→ GIVEN RECORDS:
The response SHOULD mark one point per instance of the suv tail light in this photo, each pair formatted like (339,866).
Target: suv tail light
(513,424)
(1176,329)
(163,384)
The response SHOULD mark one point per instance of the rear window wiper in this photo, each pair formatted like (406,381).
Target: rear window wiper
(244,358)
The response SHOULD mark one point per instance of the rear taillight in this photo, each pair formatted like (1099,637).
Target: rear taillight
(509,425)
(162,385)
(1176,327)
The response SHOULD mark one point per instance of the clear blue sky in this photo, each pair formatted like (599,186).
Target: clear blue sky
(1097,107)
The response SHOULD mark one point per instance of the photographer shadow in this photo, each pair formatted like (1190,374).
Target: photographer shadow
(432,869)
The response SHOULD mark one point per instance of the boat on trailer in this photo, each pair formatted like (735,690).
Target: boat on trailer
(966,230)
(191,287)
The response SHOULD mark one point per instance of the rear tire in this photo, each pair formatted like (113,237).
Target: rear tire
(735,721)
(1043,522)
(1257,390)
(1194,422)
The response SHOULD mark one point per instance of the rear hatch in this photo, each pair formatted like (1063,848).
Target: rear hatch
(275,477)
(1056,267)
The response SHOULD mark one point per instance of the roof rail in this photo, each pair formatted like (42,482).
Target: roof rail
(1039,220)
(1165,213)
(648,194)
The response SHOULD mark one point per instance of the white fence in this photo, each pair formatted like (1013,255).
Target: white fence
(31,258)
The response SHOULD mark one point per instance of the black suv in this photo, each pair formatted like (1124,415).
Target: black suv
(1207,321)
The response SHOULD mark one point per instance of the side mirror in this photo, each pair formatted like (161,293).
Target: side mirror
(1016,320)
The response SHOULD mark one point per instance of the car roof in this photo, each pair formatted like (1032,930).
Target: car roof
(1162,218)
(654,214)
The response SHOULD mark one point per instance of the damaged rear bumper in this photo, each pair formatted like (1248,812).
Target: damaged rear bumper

→ TASK PROMPT: Once you reach the line that contains "The response SHOULD mark one point per instance of the damaged", print it and every line after it exactly as written, stopping at the last line of the records and adding nothing.

→ EXERCISE SOLUTION:
The response SHOULD mark one point per instance of the damaged rear bumper in this photo, each pair formatted like (1248,812).
Target: damaged rear bumper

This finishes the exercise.